Your answer must be an exact copy of every record below.

#### Point localization data:
/---
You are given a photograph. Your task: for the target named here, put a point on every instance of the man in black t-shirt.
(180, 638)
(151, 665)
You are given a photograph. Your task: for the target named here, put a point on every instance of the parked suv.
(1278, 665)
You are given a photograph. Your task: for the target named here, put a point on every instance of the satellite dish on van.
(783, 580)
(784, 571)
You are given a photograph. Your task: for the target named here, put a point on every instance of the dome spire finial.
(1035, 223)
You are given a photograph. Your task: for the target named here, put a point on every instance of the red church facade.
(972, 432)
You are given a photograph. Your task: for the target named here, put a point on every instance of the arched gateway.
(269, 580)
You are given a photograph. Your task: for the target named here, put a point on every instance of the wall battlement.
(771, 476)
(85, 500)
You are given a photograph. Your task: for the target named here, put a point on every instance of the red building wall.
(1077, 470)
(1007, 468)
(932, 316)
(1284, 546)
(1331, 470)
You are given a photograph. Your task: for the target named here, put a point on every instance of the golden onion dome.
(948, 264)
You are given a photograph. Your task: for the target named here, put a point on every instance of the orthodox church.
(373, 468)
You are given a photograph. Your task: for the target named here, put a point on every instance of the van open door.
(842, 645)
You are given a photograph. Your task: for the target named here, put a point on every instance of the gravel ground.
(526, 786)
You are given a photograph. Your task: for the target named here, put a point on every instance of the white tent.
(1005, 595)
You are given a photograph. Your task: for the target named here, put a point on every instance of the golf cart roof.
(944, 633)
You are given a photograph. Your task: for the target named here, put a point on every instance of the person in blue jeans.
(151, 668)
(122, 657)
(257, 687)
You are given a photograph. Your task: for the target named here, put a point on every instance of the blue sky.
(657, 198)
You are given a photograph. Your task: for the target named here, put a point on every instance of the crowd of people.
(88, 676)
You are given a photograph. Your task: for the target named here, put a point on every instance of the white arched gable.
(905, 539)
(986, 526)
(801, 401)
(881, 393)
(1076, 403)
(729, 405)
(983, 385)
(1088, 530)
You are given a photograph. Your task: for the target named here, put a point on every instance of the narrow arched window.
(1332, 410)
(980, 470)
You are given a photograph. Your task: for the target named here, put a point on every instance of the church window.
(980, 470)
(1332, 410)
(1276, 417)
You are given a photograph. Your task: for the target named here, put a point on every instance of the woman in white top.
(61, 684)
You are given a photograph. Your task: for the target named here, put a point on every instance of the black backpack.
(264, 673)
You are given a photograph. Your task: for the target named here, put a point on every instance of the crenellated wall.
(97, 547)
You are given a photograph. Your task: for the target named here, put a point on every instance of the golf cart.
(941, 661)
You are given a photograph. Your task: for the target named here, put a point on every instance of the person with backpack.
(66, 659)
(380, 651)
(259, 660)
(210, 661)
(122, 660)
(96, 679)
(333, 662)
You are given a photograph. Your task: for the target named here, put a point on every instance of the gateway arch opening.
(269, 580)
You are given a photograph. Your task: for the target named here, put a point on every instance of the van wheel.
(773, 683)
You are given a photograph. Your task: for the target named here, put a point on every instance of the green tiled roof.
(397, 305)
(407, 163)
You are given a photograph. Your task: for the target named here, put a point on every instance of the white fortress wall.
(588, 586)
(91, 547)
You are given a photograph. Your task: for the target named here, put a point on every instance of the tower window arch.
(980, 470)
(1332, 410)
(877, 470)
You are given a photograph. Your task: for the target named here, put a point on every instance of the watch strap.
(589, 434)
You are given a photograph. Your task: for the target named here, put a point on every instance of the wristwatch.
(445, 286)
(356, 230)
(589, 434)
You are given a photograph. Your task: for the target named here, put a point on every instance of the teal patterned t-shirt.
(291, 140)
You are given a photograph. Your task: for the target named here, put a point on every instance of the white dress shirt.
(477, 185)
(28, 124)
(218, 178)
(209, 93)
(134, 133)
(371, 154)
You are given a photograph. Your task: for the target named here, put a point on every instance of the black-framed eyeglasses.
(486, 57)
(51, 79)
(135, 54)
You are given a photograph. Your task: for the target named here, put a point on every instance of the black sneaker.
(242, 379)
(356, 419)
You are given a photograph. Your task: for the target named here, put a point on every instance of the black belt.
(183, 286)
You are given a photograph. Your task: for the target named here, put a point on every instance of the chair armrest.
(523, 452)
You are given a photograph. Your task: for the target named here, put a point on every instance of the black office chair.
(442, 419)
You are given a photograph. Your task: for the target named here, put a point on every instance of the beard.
\---
#### SOLVED PROBLEM:
You are given a photograph. Your task: for the target named here, put a point on every instance of the man in black t-shirt.
(180, 638)
(151, 665)
You are given a photograph. Your task: for the target named here, put a point on every instance of the parked suv.
(1278, 665)
You are given a photograph. Your task: for the target named here, put a point on every instance of the satellite dish on van.
(783, 580)
(784, 571)
You are given a photograph. Your task: for the target named here, put a point on every instance of the dome spire finial.
(1035, 223)
You are given a photograph. Your task: for the target named here, put a point on every instance of the red church facade.
(972, 432)
You are given a photograph. Your task: for the target named here, put a point on every instance of the arched gateway.
(269, 580)
You are given a photograph. Your task: for the target named here, put a point on every instance of the wall battlement.
(771, 476)
(85, 500)
You are given a photograph. Your task: for the target named here, put a point on every instance of the red building wall.
(1077, 470)
(1007, 468)
(932, 316)
(1284, 546)
(1331, 470)
You are given a photograph. Your task: for the target named here, put a point on every instance of the golden onion dome.
(948, 264)
You are given a photograph. Your task: for the target named here, put a point on every instance of the orthodox church.
(373, 468)
You are given a photograph. Your task: for the target named here, put a point on every instance of the van open door.
(842, 645)
You are given a photograph. Your task: for the target named here, put a point on every instance of the gravel ground.
(526, 786)
You are given a photograph. Your task: for the target named here, put a point on every instance of the white tent.
(1005, 595)
You are given a photograph. Your task: for the target named here, put a point on every instance of the golf cart roof.
(944, 633)
You are given a photograph. Your task: for the target named here, put a point on every instance of the person in blue jeans.
(151, 668)
(122, 657)
(257, 687)
You are given a photograph. Your task: for the target named here, put a point on every instance of the blue sky.
(657, 198)
You are given a photograph. Your task: for the target named here, put a point on every instance of the crowd of people.
(88, 676)
You are given a photograph. Your task: for the target named here, put a point on every instance of the white arched gable.
(905, 539)
(986, 526)
(801, 401)
(881, 393)
(1076, 403)
(729, 405)
(983, 385)
(1088, 530)
You are given a photograph. Your task: for the target named here, put a point on every instance of the narrow arched window.
(1332, 410)
(980, 470)
You are given a photograph. Your task: for the target named here, put a point on every instance of the church window.
(980, 470)
(1332, 410)
(1276, 417)
You are given a photograph. Your task: for the target named here, put a point on every instance of the woman in white top.
(61, 684)
You are given a photograph. Your task: for the target named here, put a point on every instance of the black backpack.
(264, 673)
You are given a photograph. Your task: for the target named here, put a point on every instance of the crenellated wall.
(97, 547)
You are given a photograph. Your task: for the target named here, put a point on every instance of the golf cart.
(941, 661)
You are given a photograph. Your task: for the target named here, put a point on every instance of the person with backpack.
(66, 659)
(380, 651)
(259, 660)
(210, 661)
(122, 660)
(96, 679)
(333, 662)
You are given a photograph. Your task: for the target named here, put a point on every instance of the gateway arch opening.
(269, 580)
You are given a photograph. Your task: for the target named here, put a point on every instance of the van wheel.
(773, 683)
You are given a photograph. Your task: for the target named here, put a point on every instance of the green tiled roof.
(397, 305)
(407, 163)
You are given a photograph. Your task: for the target named here, put a point on every instance of the white fortress wall.
(588, 586)
(91, 547)
You are given a photograph. Your task: for the target named here, put a point on every instance of the tower window arch.
(980, 470)
(1332, 410)
(877, 470)
You are given a photograph. Your task: for the target named here, put a point on every instance of the watch strap.
(589, 434)
You are given a photograph. Your task: for the target named here, put a point on every instance of the wristwatch.
(445, 286)
(356, 230)
(589, 434)
You are given a photograph. Your task: for the target named here, put a point on every instance of the teal patterned t-shirt.
(291, 140)
You are given a photograph. Your task: for the target named here, put a point on every instance of the white dress shirt.
(477, 185)
(28, 124)
(218, 178)
(209, 93)
(134, 133)
(371, 154)
You are given a photograph. Your task: for the target named here, put a point on every instance of the black-framed eyeglasses.
(486, 57)
(51, 79)
(135, 54)
You are given a photograph. Your task: for the target named here, put a point on every instance of the black sneaker.
(242, 379)
(356, 419)
You are given a photograph. Your task: for the target named here, put a point on every instance of the black belt.
(183, 286)
You are given a photograph. Your task: for the target named here, put a point on every instance of the chair armrest.
(523, 452)
You are given a photograph. Your task: for the target named here, put a point on every instance of the black office chair.
(442, 419)
You are given a photograph. Your task: for the target named here, put a point on every instance of the beard.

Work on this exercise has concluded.